— Begin Excerpted records —

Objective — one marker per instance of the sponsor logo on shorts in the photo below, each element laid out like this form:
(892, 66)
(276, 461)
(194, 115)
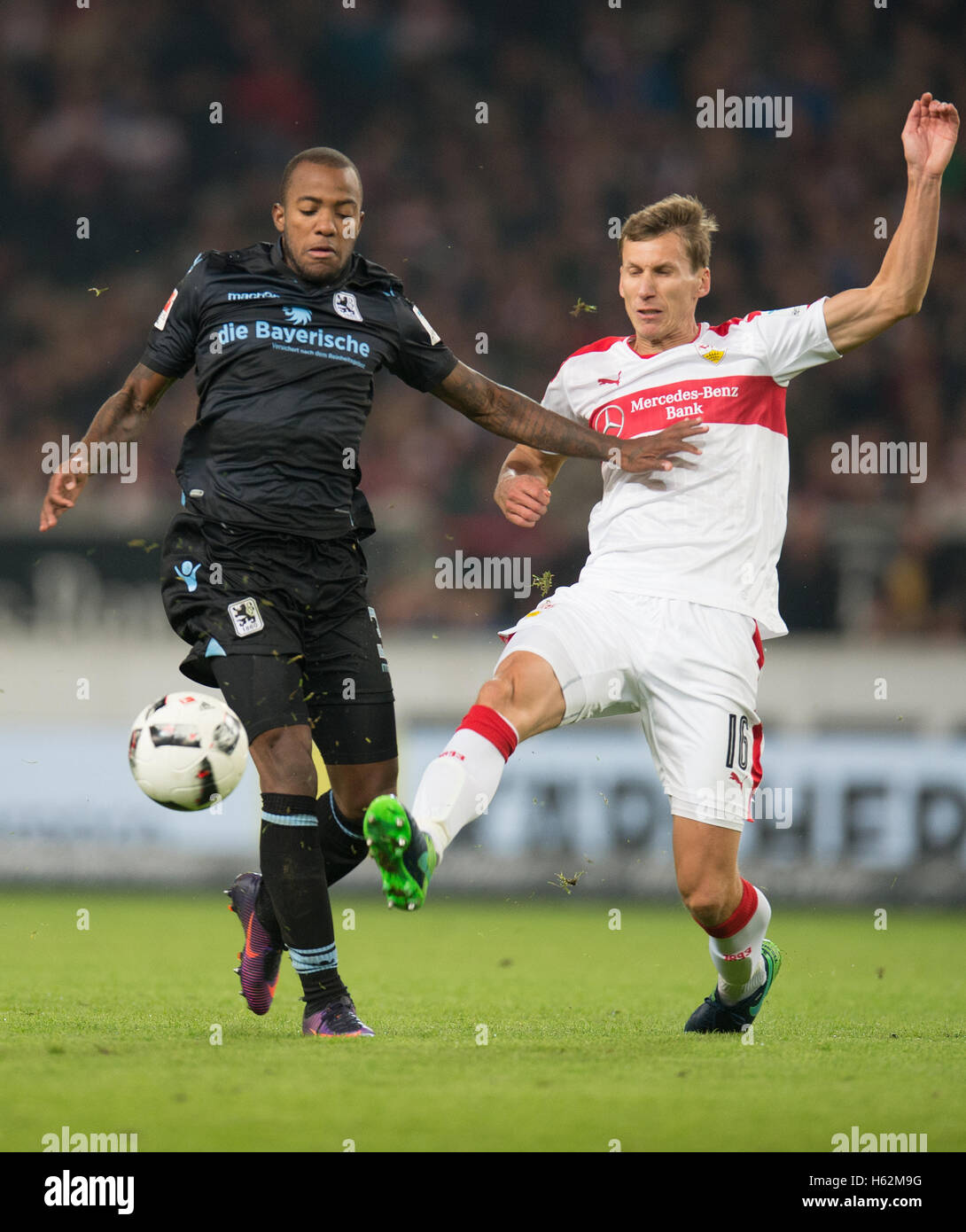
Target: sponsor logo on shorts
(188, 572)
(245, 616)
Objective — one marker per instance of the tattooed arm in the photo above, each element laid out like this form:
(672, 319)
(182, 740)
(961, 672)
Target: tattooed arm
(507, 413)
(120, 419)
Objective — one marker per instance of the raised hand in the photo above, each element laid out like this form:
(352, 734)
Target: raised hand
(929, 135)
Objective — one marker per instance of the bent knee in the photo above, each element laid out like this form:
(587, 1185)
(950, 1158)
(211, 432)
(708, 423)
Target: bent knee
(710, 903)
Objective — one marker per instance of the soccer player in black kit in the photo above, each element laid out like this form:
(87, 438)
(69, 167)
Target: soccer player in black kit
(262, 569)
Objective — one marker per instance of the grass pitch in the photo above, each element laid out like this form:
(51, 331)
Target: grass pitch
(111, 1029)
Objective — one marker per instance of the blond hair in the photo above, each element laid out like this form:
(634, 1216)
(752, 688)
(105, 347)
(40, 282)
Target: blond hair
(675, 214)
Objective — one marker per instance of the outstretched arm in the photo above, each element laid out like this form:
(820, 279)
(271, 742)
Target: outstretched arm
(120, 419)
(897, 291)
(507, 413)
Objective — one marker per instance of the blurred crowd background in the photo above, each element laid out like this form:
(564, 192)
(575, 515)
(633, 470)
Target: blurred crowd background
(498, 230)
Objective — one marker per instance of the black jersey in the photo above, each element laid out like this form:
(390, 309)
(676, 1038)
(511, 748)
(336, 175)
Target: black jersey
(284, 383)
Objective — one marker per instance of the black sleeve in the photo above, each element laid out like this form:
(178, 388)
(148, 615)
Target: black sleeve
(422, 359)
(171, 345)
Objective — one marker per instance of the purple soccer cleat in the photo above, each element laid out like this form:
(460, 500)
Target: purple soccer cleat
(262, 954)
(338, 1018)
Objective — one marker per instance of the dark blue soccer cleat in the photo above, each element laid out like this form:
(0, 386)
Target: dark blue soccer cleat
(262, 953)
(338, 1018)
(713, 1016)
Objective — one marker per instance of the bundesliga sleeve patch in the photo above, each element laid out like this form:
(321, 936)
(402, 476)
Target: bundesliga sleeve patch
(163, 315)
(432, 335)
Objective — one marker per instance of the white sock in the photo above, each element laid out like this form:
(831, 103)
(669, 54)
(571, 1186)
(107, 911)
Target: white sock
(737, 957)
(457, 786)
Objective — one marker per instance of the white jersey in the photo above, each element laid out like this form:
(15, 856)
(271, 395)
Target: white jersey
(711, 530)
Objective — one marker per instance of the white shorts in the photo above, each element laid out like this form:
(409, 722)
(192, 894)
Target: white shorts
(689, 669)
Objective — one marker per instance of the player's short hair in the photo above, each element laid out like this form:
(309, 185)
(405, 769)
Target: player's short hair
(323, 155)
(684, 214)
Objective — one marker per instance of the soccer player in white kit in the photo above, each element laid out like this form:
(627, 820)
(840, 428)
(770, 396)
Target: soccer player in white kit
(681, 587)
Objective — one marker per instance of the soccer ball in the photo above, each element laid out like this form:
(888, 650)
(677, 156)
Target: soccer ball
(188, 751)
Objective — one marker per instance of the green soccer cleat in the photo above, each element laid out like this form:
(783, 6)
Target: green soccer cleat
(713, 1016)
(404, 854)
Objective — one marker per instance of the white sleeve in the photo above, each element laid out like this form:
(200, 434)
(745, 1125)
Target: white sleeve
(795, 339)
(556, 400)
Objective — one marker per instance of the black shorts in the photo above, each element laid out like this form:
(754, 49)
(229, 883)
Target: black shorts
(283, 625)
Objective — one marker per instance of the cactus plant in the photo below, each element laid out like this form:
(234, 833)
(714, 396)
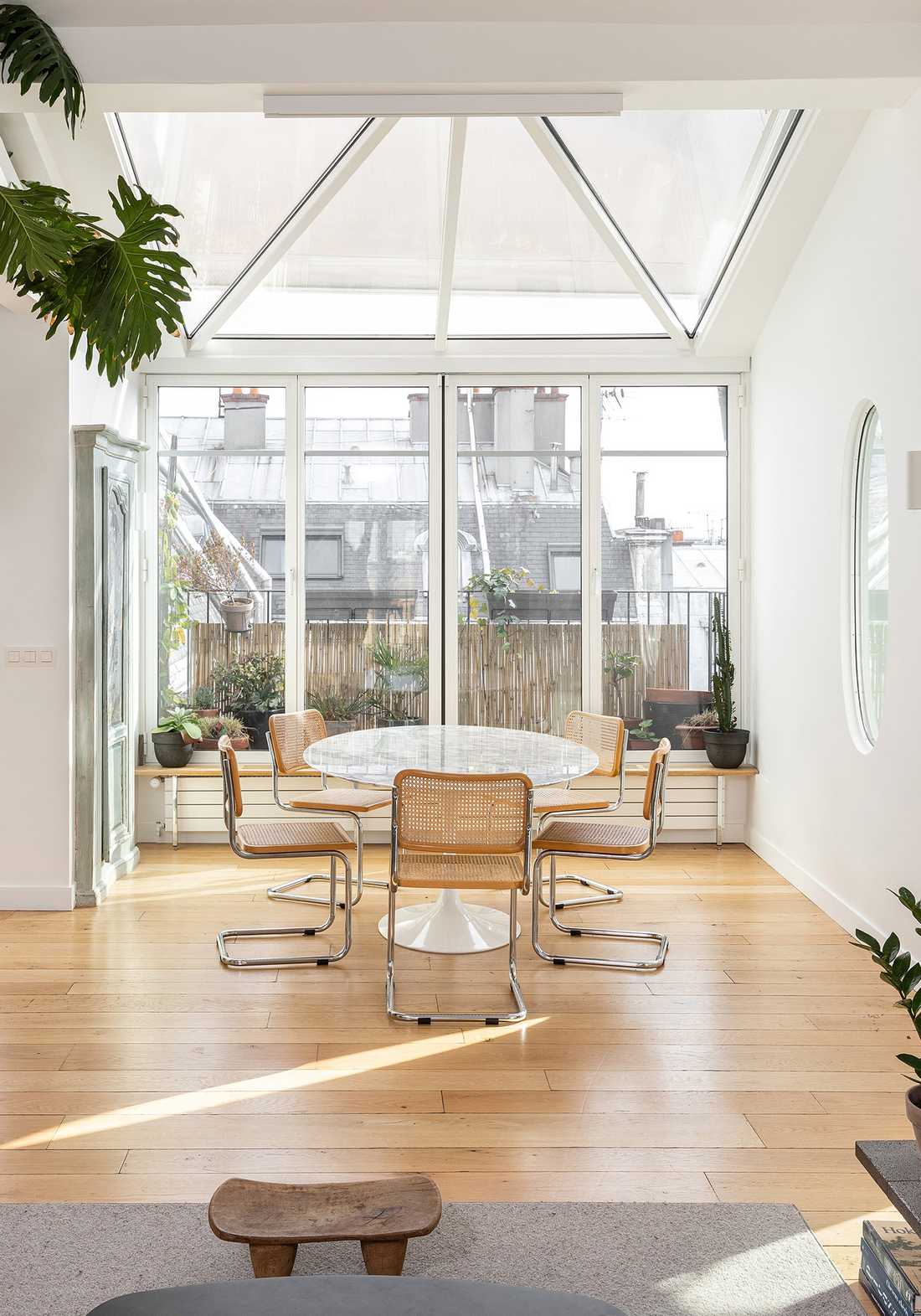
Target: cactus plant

— End Excerpted records —

Reproduce the entries verbatim from the line containing "Objective — one marker per instance of the green" through the end of the entries, including both ends, and omit the pictures from your copy.

Written response
Objective — one marker per instance of the green soccer cleat in the photo above, each element laid out like this form:
(783, 6)
Target: green soccer cleat
(713, 1016)
(404, 854)
Objective — one marker per instance of the white sleeve in the photo above, each element laid out like this form:
(200, 434)
(745, 1125)
Target: white sleeve
(795, 339)
(556, 400)
Objective — one marker per instance of the black shorts in the photo above, each element laid out like this form:
(754, 49)
(229, 883)
Target: black shorts
(283, 625)
Objective — one marker per instance of the cactus plant in the photo below, each element laid out like this form:
(234, 833)
(714, 396)
Target: cactus plant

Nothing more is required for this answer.